Excerpts of location labeling data:
***

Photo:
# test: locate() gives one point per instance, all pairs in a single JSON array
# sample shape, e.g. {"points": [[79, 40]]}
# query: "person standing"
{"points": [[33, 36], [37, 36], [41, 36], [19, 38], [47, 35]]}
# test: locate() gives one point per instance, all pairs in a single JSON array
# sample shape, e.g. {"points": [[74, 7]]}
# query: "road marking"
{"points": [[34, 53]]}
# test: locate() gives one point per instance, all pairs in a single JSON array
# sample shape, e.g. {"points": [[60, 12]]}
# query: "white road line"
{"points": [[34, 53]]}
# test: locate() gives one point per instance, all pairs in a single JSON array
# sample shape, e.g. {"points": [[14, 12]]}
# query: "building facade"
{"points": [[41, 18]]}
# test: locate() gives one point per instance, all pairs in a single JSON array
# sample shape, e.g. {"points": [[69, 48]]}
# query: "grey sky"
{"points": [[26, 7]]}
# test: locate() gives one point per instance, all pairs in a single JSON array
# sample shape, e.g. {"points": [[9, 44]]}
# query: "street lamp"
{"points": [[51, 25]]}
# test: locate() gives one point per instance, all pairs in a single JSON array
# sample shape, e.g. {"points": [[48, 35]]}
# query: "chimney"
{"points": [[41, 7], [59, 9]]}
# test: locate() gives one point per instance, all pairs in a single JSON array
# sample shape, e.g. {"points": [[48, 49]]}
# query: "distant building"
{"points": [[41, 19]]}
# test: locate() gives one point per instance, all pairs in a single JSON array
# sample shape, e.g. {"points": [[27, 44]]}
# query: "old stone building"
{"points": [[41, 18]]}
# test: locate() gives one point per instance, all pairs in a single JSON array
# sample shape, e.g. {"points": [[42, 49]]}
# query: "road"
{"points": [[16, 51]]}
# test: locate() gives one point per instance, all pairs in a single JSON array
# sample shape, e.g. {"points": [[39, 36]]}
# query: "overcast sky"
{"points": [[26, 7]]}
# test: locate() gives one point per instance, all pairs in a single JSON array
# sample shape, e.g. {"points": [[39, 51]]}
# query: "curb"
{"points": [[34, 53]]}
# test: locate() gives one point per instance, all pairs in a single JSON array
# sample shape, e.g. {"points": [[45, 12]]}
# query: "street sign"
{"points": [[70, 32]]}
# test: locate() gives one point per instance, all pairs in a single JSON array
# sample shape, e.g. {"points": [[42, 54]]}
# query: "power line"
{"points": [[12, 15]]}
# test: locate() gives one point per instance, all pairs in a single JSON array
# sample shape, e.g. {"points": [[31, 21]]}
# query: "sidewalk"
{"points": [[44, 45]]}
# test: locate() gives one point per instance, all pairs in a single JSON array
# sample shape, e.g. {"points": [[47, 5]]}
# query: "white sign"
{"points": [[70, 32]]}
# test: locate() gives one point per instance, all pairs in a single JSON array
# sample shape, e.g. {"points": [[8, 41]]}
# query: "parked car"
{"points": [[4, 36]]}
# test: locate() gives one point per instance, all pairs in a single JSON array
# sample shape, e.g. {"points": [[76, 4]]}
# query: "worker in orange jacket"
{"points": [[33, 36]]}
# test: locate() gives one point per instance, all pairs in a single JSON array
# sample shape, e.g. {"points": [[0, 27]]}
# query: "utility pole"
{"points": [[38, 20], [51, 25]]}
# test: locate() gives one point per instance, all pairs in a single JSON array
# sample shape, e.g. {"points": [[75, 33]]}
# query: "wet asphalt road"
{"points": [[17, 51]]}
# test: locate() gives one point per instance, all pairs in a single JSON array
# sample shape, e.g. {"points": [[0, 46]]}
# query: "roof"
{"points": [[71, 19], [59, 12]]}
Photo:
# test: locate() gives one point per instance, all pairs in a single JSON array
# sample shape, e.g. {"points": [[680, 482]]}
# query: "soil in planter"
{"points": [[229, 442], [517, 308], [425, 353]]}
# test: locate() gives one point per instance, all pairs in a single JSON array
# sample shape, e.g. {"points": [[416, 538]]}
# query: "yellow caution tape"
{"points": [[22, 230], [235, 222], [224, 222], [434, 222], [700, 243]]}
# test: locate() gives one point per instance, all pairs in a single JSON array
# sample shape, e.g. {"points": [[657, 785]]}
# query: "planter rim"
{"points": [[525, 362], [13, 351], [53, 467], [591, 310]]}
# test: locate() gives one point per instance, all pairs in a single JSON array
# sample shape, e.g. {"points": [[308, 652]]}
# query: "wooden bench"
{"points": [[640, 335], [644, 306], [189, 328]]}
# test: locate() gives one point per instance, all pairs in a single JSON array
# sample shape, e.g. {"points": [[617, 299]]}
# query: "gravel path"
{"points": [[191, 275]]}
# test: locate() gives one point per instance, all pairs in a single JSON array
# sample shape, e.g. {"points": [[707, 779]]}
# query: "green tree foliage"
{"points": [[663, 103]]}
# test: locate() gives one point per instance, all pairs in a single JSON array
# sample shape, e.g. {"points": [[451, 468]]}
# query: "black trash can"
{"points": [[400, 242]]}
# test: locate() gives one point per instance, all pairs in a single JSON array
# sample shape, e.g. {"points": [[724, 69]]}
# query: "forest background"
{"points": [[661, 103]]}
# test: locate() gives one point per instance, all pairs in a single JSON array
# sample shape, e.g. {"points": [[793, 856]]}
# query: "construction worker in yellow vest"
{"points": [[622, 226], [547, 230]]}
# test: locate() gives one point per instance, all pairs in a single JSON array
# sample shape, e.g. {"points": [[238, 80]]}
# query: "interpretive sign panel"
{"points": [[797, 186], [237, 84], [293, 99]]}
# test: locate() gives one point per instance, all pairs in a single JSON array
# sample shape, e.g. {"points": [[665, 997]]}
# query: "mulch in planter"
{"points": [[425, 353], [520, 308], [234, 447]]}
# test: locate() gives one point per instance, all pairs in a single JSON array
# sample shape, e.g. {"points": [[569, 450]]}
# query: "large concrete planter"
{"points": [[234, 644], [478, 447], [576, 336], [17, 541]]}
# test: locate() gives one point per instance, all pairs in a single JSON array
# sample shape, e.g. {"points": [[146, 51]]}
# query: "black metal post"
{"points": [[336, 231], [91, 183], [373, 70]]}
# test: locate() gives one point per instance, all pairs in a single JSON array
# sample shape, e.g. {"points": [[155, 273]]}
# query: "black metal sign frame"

***

EXERCISE GOAL: Make an exact copy of the material above.

ANSWER TO THIS EXERCISE:
Photo:
# test: locate() gives one point per instance, all pairs in a single JSON array
# sample shape, e.g. {"points": [[79, 40]]}
# query: "person standing"
{"points": [[33, 36], [37, 36], [41, 36], [19, 38], [47, 35]]}
# test: locate() gives one point per instance, all pairs in a single JSON array
# sample shape, e.g. {"points": [[74, 7]]}
# query: "road marking"
{"points": [[34, 53]]}
# test: locate() gives one point per instance, all pairs in a single JSON array
# sample shape, e.g. {"points": [[60, 12]]}
# query: "white road line"
{"points": [[34, 53]]}
# test: locate() gives one point per instance, all pairs in a single JSON array
# sample shape, e.g. {"points": [[14, 12]]}
# query: "building facade"
{"points": [[41, 18]]}
# test: locate() gives one point per instance, all pairs in a single JSON array
# sample shape, e.g. {"points": [[69, 48]]}
# query: "grey sky"
{"points": [[26, 7]]}
# test: locate() gives one point per instance, all pairs in a single JSON array
# sample shape, e.g. {"points": [[9, 44]]}
# query: "street lamp"
{"points": [[51, 25]]}
# test: locate() gives one point per instance, all pairs in a single JSON array
# sample shape, e.g. {"points": [[48, 35]]}
# query: "chimney"
{"points": [[41, 7], [59, 9]]}
# test: locate() gives one point per instance, all pairs in a single JSON array
# sample shape, e.g. {"points": [[48, 49]]}
# query: "distant building"
{"points": [[41, 19]]}
# test: locate() gives one point per instance, all pairs in a single JSON array
# sample shape, e.g. {"points": [[27, 44]]}
# query: "old stone building"
{"points": [[41, 18]]}
# test: locate() gives one point per instance, all pairs in a single JSON array
# sample shape, e.g. {"points": [[42, 49]]}
# query: "road"
{"points": [[16, 51]]}
# test: locate() gives one point per instance, all pairs in a single JSON array
# sample shape, e.g. {"points": [[39, 36]]}
# query: "overcast sky"
{"points": [[26, 7]]}
# test: locate() gives one point per instance, all pairs in a single JSON array
# sample shape, e.g. {"points": [[39, 51]]}
# query: "curb"
{"points": [[34, 53]]}
# test: locate() gives one point per instance, all pairs in a single JSON array
# sample shape, e.g. {"points": [[45, 12]]}
# query: "street sign"
{"points": [[70, 32]]}
# test: locate() gives one point per instance, all pairs in a single JSON array
# sample shape, e.g. {"points": [[42, 54]]}
# query: "power line"
{"points": [[12, 15]]}
# test: locate() gives one point per instance, all pairs in a single JSON array
# sample shape, e.g. {"points": [[31, 21]]}
# query: "sidewalk"
{"points": [[44, 45]]}
# test: locate() gives one point per instance, all pairs in a single JSON array
# sample shape, e.g. {"points": [[47, 5]]}
# query: "white sign"
{"points": [[70, 32]]}
# test: locate() gives one point per instance, all pairs in a single JSON array
# sample shape, e.g. {"points": [[8, 41]]}
# query: "parked car"
{"points": [[4, 36]]}
# test: locate() gives one point per instance, all pairs in a single JSON array
# sample shape, e.g. {"points": [[76, 4]]}
# query: "worker in orange jacket"
{"points": [[33, 36]]}
# test: locate() gives one point per instance, all pairs in a single JSON array
# sample shape, e.g. {"points": [[0, 27]]}
# query: "utility pole"
{"points": [[38, 20], [51, 25]]}
# test: locate() gives one point per instance, all pairs in a single JSON array
# sample shape, e.g. {"points": [[75, 33]]}
# query: "wet asphalt road"
{"points": [[17, 51]]}
# test: locate() gives one point per instance, all pairs in a single JSON array
# sample shape, e.g. {"points": [[0, 46]]}
# query: "roof"
{"points": [[71, 19], [59, 12]]}
Photo:
# test: locate() gives one point per instance, all pairs in a single JSON array
# sample shape, e.g. {"points": [[680, 482]]}
# query: "soil in planter"
{"points": [[229, 442], [517, 308], [425, 353]]}
# test: locate() gives one point per instance, all pairs in a single JSON array
# sample shape, e.g. {"points": [[416, 538]]}
# query: "yellow caution tape"
{"points": [[22, 230], [235, 222], [224, 222], [434, 222], [700, 243]]}
# test: locate() gives one point per instance, all pairs in a single JSON array
# sample shape, e.g. {"points": [[657, 785]]}
# query: "planter rim"
{"points": [[525, 362], [13, 351], [53, 467], [591, 310]]}
# test: locate() gives one point per instance, all pairs in a single JSON array
# sample shape, e.g. {"points": [[308, 652]]}
# query: "wooden bench"
{"points": [[640, 335], [644, 306], [189, 328]]}
# test: locate() gives one point per instance, all pairs in a single JSON array
# sample shape, e.g. {"points": [[617, 299]]}
# query: "gravel path"
{"points": [[191, 275]]}
# test: locate() gives one point per instance, all pairs in a single JSON array
# sample shape, e.g. {"points": [[707, 779]]}
# query: "green tree foliage"
{"points": [[663, 103]]}
# test: locate() gives one point per instance, all pairs in a single JSON array
# sample shape, e.g. {"points": [[451, 468]]}
# query: "black trash can"
{"points": [[400, 242]]}
# test: locate() gives one point per instance, all pairs in a single JSON array
# sample shape, e.g. {"points": [[724, 69]]}
# query: "forest background"
{"points": [[661, 103]]}
# test: locate() gives one point per instance, all pairs in a single JSON array
# sample shape, e.g. {"points": [[793, 856]]}
# query: "construction worker in yellow vest"
{"points": [[622, 226], [547, 230]]}
# test: locate() gives one point per instance, all pairs in a single JSON array
# sample shape, e.g. {"points": [[238, 80]]}
# query: "interpretive sign panel"
{"points": [[797, 186], [237, 84], [293, 99]]}
# test: locate() gives one point per instance, all pairs in a single JSON array
# sample shape, e.g. {"points": [[665, 997]]}
# query: "mulch in planter"
{"points": [[425, 353], [520, 308], [234, 447]]}
# test: locate() gives one point per instance, all pairs in a single JSON array
# sample shape, e.g. {"points": [[569, 450]]}
# query: "large concrete planter"
{"points": [[234, 644], [478, 447], [576, 336], [17, 541]]}
# test: locate() gives one point per instance, all pairs in a single JSON array
# sample shape, e.g. {"points": [[146, 51]]}
# query: "black metal post"
{"points": [[336, 231], [91, 183], [373, 70]]}
# test: locate() gives one point per instance, all pairs in a single JSON array
# sample shape, e.g. {"points": [[155, 273]]}
# query: "black metal sign frame"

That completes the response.